[HOW TO COMPLETE THIS TASK]
Leaving out the pictures, return word for word the stretch of entries below from the line holding "the small pebble" through the line holding "the red locomotive cab".
::: MATERIAL FOR THE TASK :::
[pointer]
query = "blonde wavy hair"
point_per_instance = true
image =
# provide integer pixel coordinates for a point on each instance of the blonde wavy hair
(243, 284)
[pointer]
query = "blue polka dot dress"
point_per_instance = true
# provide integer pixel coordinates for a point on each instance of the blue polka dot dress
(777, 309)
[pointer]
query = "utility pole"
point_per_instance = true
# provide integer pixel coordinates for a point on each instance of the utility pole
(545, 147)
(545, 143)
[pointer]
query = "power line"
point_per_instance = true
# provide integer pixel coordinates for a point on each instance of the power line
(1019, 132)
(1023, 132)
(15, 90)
:::
::: MATERIAL FOR THE TASK :::
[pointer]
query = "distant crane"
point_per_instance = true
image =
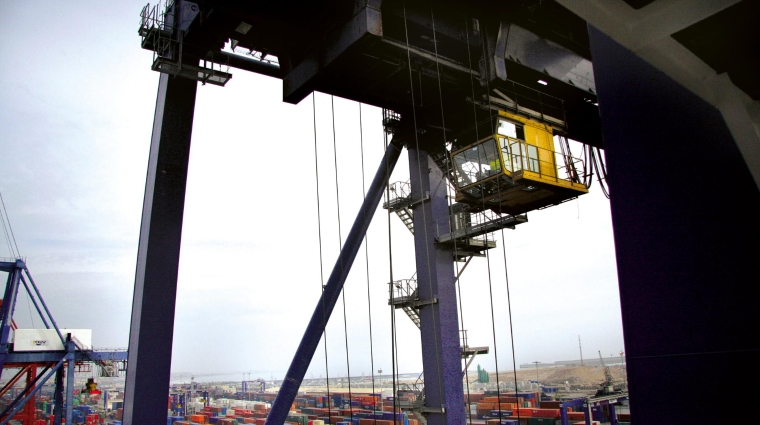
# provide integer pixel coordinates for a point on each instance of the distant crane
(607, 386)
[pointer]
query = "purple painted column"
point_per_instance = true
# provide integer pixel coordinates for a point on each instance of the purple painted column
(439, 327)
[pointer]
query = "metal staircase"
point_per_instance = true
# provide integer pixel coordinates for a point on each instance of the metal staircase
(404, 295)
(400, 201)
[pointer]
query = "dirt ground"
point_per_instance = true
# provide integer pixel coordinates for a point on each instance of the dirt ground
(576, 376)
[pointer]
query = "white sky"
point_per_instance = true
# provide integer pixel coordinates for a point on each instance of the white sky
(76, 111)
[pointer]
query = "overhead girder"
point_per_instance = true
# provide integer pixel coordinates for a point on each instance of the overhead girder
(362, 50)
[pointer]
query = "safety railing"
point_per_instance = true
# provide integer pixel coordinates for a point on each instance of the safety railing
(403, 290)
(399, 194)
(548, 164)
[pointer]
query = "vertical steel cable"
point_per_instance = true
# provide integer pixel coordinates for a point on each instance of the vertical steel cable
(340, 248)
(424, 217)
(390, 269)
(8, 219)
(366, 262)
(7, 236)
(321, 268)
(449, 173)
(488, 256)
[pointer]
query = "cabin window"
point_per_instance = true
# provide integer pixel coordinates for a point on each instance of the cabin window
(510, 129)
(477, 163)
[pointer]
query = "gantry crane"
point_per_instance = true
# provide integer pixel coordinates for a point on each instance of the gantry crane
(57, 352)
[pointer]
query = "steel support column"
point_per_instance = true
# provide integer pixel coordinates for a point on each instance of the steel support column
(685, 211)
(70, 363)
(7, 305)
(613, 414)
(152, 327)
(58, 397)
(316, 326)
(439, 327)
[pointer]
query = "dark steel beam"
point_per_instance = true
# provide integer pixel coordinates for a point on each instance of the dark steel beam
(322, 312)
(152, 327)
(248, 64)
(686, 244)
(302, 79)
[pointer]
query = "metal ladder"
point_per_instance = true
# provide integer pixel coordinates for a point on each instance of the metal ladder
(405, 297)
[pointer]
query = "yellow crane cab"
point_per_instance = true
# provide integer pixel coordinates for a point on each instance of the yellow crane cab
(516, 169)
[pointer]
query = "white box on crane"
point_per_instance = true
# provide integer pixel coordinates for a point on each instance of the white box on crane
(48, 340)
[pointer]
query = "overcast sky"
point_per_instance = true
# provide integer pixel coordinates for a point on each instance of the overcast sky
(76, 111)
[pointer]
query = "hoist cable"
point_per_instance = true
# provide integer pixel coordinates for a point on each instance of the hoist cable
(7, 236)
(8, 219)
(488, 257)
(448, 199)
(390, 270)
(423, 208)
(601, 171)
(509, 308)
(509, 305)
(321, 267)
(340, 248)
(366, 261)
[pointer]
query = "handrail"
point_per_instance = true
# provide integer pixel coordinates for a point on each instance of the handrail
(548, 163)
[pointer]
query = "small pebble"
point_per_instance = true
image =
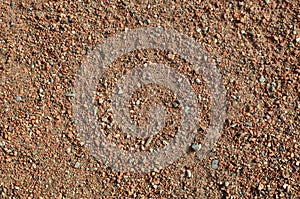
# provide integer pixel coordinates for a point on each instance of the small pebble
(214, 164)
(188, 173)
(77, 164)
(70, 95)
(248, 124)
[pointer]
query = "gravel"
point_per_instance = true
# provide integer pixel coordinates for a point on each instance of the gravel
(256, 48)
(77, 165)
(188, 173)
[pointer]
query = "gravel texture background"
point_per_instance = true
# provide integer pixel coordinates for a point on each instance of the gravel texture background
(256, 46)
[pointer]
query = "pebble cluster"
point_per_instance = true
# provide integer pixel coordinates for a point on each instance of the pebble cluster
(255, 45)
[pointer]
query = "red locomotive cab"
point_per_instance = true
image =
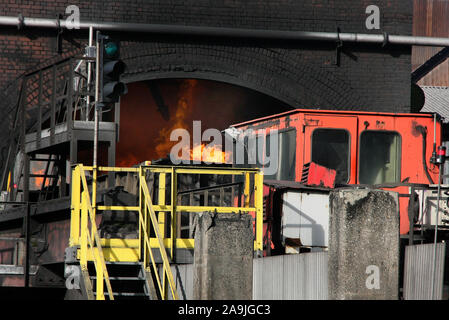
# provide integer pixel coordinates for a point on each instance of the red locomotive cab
:::
[YOUR SOLUTION]
# provide integer pixel coordinates for a point on each instance of the small pebble
(214, 164)
(188, 173)
(77, 164)
(70, 95)
(248, 124)
[pointer]
query = "gravel"
point_per_instance = true
# provide integer pixel coordinates for a point on each instance of the gravel
(256, 48)
(77, 165)
(188, 173)
[pointer]
query = "gravel texture background"
point_per_instance = true
# provide integer pixel coordinates for a point on each instance of the gravel texture background
(256, 46)
[pointer]
query = "pebble cluster"
point_per_instance = true
# provide integer pixel coordinates for a point on each instance of the pebble cluster
(255, 45)
[pointer]
query = "red locomotive cab"
point_per_instance = true
image =
# provide integer pixel coordinates for a point on each instance of the red locomotive cab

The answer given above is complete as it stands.